━━ ТЕКСТ ДОКУМЕНТА ━━
Выбрать главу

С одной стороны, мы имеем стремительное оборотничество Хлестакова и Чичикова, позволяющее им внедриться в «стаю хищников». Чистота эксперимента соблюдена, ибо, с другой стороны, застывшие маски добчинских, бобчинских и собакевичей облегчают подражание, провоцируют подыгрывание и уподобление. В этой изначальной, архаической стихии непременно случаются обознатушки — так дает о себе знать веселая, а иногда и не слишком веселая чертовщина, неизменно притягивающая Гоголя. В жизни нам действительно случается «на минуту» побыть Хлестаковым. Не успеваем распробовать — но читатель Гоголя получает такую возможность на все время чтения.

И единственное, что смущает не столько читателей, сколько унылых критиков, — это явная затрудненность попытки извлечь полезу. Им невдомек, что праздник чтения нужен преимущественно для самого себя, для обновления основ собственного бытия. И что же Разве этого мало для искренней благодарности одному из величайших сказочников и рассказчиков в русской литературе

Наконец, необходимо коснуться проблемы языка Гоголя — в самом прямом смысле, ибо недоразумений здесь не меньше, чем в приписывании Николаю Васильевичу «беспощадной социальной критики окружающей действительности». Одна из нелепостей состоит в утверждении, что поскольку молодой Гоголь писал на «малороссийском наречии», то по крайней мере «Вечера на хуторе близ Диканьки» должны быть причислены скорее к украинской литературе, чем к русской.

Подобное утверждение лишено оснований. Национальной литературой является все, что современники писателя, его соотечественники, могут читать без словаря, независимо от того, какой речевой колорит при этом воспроизводится. Живой язык не может быть раз и навсегда заданной системой, мы живем в нем быстротечной, меняющейся жизнью — так же, как и в собственном теле. И если вдруг однажды мы обнаружим, что речь американцев для нас прозрачна без особых дополнительных усилий, это не будет означать, что мы больше не говорим по-русски (что это будет означать — другой вопрос).

Чудесный русский язык «Вечеров на хуторе…» как раз и представляет собой важнейшее свидетельство литературного дара писателя любые затрудненности, покачивания головой, нарушения автоматизма понимания, если они работают на образ и способствуют конденсации очарованности, указывают лишь на мастерство владения языком, а стало быть, и литературным ремеслом. Коротко говоря, если мы считаем, что «Малахитовая шкатулка» Павла Бажова и романы Андрея Платонова написаны на русском языке (а на каком же еще), то и в отношении ранней гоголевской прозы не должно оставаться никаких сомнений.
━━━
━━ ПРЕДОСТАВЛЕННЫЕ СТРОКИ ━━
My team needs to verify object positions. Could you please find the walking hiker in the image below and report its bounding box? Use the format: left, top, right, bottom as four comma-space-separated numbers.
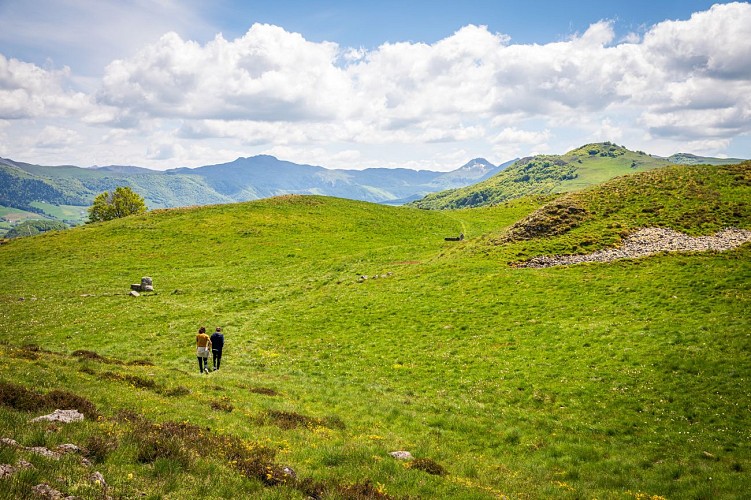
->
211, 326, 224, 371
196, 327, 211, 373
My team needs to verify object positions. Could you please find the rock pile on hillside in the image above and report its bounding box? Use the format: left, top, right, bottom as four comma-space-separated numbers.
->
519, 227, 751, 268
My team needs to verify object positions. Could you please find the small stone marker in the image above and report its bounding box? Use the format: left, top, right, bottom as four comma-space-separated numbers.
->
130, 276, 154, 297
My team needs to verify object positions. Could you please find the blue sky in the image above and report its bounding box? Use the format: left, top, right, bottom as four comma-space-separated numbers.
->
0, 0, 751, 170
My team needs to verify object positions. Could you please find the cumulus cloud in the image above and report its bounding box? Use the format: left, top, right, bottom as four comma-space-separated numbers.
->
0, 54, 88, 120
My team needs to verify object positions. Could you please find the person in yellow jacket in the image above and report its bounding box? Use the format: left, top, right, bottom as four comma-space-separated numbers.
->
196, 327, 211, 373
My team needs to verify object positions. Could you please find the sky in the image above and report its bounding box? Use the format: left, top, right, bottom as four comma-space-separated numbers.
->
0, 0, 751, 171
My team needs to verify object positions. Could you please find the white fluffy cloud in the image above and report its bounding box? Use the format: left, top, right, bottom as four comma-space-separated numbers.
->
0, 3, 751, 167
0, 54, 88, 120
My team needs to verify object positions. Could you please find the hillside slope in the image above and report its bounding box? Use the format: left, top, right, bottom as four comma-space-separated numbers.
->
413, 142, 684, 210
0, 164, 751, 499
━━━
ЗАДАНИЯ:
[a] Переведите на английский язык предложение из текста о Гоголе: «В жизни нам действительно случается „на минуту“ побыть Хлестаковым».
[b] Какое произведение Павла Бажова упоминается в тексте о Гоголе?

ОТВЕТЫ:
[a] In life, we really do sometimes get to be Khlestakov "for a minute."

[b] «Малахитовая шкатулка».